═════ EXERCISE PASSAGE ═════

I’m telling you this story today because that’s the way it is sometimes, even on Easter. Sometimes our resurrections, when we rise from the tombs in our hearts, sometimes the springtime of our recoveries aren’t always pure glee. Instead we find ourselves in a slow, quiet return to life, to ourselves. The robins chirp us gently into the daytime, it feels OK that we’re sleep-deprived, but we aren’t necessarily awash in delight.
Easter is really the culmination of a whole season of holy days in Christian religious life. Perhaps some of you have observed Lent and Holy Week, which comprise more than a month of preparation including self-sacrifice and reflection, rituals of mourning and lament. I definitely did not grow up with these practices. For me as a kid, Easter was mostly about dyeing and finding eggs, eating chocolate bunnies, and wearing a pretty dress. So it’s been a good education for me to learn about how many Christians observe Eastertide. People give up something important to them for Lent. The cross in many churches may be draped in black cloth before Easter. Roman Catholics and others traditionally fast and observe a day of penance on Good Friday, and contemplate Christ’s crucifixion. Some have practices on Holy Saturday grieving Jesus’ death, including paying respects to a tableau of his tomb. This long series of rituals carries the faithful into a place of deep mourning. People descend to the depths, and then emerge to the exultations of Easter Sunday, proclaiming, He is Risen! Easter is an insistence on goodness’ triumph over evil, the return of life from the depths… but only after this journey through ritualized grief, entering into joy only after confronting and releasing deep sorrow.

═════ RECORDED INFORMATION ═════

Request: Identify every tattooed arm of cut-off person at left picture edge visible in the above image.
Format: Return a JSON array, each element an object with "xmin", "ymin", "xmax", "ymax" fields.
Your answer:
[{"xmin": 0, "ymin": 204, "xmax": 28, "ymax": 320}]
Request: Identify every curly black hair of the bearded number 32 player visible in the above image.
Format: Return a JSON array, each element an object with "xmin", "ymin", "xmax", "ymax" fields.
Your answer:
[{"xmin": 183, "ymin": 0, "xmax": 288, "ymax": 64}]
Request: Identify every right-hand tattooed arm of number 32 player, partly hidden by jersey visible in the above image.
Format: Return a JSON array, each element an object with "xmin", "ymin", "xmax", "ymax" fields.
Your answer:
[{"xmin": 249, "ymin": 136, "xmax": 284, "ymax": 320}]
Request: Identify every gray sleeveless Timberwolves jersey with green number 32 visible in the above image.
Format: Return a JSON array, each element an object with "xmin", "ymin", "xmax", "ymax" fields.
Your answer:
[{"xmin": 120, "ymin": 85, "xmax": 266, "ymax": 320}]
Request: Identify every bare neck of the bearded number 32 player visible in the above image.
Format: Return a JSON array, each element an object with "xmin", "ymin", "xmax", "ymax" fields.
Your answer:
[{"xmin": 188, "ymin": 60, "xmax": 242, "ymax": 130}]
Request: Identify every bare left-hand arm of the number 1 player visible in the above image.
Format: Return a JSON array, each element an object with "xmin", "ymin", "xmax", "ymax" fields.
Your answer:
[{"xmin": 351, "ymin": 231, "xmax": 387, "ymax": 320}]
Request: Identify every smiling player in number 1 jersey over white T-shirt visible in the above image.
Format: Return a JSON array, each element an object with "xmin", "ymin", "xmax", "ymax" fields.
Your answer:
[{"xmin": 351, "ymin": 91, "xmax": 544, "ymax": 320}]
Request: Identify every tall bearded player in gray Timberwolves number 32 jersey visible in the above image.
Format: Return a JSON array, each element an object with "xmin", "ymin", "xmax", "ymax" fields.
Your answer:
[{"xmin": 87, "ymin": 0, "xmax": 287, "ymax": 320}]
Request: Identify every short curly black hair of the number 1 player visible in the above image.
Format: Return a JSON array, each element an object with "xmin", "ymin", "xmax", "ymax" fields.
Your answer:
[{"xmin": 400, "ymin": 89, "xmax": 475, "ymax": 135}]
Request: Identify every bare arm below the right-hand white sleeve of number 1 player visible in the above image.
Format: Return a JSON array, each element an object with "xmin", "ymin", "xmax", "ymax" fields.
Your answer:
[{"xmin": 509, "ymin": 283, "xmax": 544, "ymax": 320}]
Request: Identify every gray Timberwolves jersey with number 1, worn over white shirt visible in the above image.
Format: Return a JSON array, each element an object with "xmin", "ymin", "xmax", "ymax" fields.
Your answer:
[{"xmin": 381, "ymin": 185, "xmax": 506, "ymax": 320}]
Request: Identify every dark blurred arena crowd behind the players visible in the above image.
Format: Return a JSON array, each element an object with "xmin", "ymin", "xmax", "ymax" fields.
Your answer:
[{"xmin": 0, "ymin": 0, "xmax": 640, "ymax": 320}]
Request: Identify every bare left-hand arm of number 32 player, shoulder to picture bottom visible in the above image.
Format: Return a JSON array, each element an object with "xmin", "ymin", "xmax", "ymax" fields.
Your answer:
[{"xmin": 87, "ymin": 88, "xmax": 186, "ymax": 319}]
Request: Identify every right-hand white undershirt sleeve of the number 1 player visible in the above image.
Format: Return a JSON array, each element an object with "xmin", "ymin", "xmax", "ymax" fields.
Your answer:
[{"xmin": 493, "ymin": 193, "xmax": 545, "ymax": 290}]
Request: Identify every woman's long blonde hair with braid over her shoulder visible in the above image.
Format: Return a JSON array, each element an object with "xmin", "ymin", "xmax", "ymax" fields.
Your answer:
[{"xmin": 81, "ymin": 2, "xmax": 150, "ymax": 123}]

═════

→ **EXERCISES**:
**A)** Condense the paragraph of the Easter passage beginning "Easter is really the culmination" into a short bulleted list that keeps its main facts.
**B)** Resume the Easter passage after its final sentence and continue writing it.
The records have no connection to the Easter passage.

→ **PER-TASK OUTPUTS**:
**A)**
- Easter is the culmination of a season of Christian holy days, preceded by Lent and Holy Week: more than a month of self-sacrifice, reflection, and rituals of mourning and lament.
- The speaker did not grow up with these practices; childhood Easter meant dyeing and finding eggs, chocolate bunnies, and a pretty dress.
- Common observances include giving something up for Lent and draping church crosses in black cloth before Easter.
- On Good Friday, Roman Catholics and others traditionally fast, observe a day of penance, and contemplate the crucifixion.
- On Holy Saturday, some grieve Jesus' death, including paying respects to a tableau of his tomb.
- These rituals lead the faithful into deep mourning before they emerge into the joy of Easter Sunday, proclaiming "He is Risen!"
- Easter insists on goodness triumphing over evil and life returning from the depths, but only after ritualized grief has been confronted and released.

**B)**
I was talking to another friend about preaching on Easter. He told me that one year after the death of a close family friend, the Holy Week offerings at a Christian church in the neighborhood were particularly important to him. He is a lifelong UU like me, but he was at that church with numb devotion when they stripped the altar bare during a stark service on Thursday night, and he was there praying during the mournful Good Friday worship the following day. Then on the night of Holy Saturday, he gathered with others in the chill in front of the church to rekindle the Christ light. He told me he’d have done anything to protect that tiny flame and its promise of life and hope, wanting to wrap his whole body around it as it flickered in the March wind. He cried to remember his friend who he missed dearly, and all the preciousness of life’s persistence amidst loss seemed concentrated in that small candle and the circle of people who surrounded it. He began to feel his grief crack open, to feel the promise of healing on the horizon. Halleluiah, Christ is Risen! said the people in church the next day. Halleluiah for spring, for feeling better, for rebirth!
I stumbled across a poem when I was in high school and it caught my eye, the first four lines of it, really, because I had no idea what the rest of it was about. I’m talking about the poem by Donald Justice that I read earlier. I fixated on these first four lines:
“There is a gold light in certain old paintings
That represents a diffusion of sunlight.
It is like happiness, when we are happy.
It comes from everywhere and nowhere at once, this light…”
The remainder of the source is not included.